*** TASK DATA
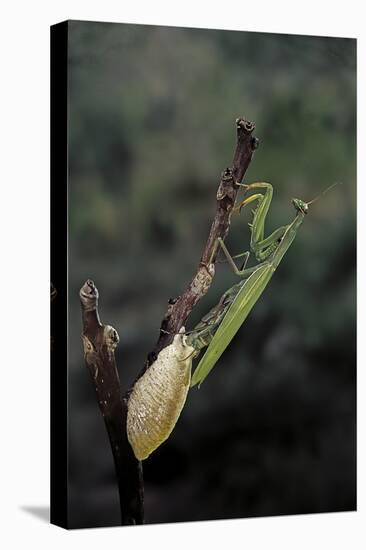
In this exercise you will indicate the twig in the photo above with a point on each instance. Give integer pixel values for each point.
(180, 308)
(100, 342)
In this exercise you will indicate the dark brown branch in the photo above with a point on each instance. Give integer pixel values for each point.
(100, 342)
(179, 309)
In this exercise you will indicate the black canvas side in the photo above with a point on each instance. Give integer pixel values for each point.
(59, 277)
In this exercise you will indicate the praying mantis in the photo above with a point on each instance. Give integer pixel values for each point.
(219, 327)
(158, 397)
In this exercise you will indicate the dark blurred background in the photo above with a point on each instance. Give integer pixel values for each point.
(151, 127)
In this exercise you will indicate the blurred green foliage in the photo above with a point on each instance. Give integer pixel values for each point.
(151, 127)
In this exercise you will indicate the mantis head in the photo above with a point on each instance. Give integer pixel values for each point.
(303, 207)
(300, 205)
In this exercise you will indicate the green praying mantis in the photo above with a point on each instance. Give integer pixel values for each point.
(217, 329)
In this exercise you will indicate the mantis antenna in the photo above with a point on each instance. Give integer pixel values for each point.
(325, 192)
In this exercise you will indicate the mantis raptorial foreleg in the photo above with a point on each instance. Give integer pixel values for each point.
******
*** TASK DATA
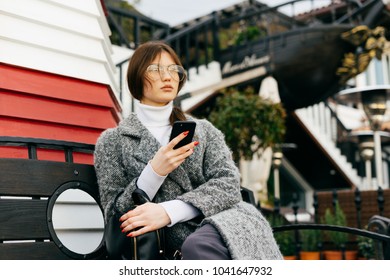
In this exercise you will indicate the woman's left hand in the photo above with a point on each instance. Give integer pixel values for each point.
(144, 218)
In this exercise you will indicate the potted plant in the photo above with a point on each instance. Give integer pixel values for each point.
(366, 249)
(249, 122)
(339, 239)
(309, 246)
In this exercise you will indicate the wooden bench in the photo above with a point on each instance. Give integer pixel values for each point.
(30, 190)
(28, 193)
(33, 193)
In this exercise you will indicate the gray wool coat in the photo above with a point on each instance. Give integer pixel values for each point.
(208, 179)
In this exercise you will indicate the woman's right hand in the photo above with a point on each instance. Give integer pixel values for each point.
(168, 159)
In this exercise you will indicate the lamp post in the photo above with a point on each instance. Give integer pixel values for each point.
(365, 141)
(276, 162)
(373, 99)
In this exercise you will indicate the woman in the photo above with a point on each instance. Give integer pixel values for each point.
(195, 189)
******
*** TASK DATA
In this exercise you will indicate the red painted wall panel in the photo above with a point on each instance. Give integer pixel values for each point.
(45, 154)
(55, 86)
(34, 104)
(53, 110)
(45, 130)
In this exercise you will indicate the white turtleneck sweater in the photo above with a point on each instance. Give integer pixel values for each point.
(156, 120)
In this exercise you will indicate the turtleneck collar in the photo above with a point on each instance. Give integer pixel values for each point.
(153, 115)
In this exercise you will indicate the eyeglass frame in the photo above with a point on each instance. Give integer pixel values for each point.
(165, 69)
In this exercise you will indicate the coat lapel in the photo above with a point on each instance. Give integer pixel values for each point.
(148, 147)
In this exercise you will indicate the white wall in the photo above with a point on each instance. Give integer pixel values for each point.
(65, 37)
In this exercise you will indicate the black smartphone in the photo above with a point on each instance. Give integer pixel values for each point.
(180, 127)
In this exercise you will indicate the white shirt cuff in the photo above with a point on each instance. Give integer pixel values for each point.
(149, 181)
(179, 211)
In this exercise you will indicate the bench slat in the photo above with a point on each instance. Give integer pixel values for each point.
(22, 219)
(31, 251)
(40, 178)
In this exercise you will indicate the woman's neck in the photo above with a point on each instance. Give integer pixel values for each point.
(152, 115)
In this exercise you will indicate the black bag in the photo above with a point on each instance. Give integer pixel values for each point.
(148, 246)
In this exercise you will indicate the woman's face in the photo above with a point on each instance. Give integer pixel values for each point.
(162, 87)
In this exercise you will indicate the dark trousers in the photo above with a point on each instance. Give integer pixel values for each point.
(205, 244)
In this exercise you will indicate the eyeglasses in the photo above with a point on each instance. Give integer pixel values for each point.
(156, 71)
******
### GIVEN INSTRUCTION
List every line in the items above that contains the word "blurred".

### WRITTEN SOLUTION
In this exercise you will indicate the dark blurred background in the photo above with a point on each instance. Give integer pixel values for each point.
In this exercise you will indicate the blurred green foliage in the photo above with a point on each instance. Give integer pixel values for each point.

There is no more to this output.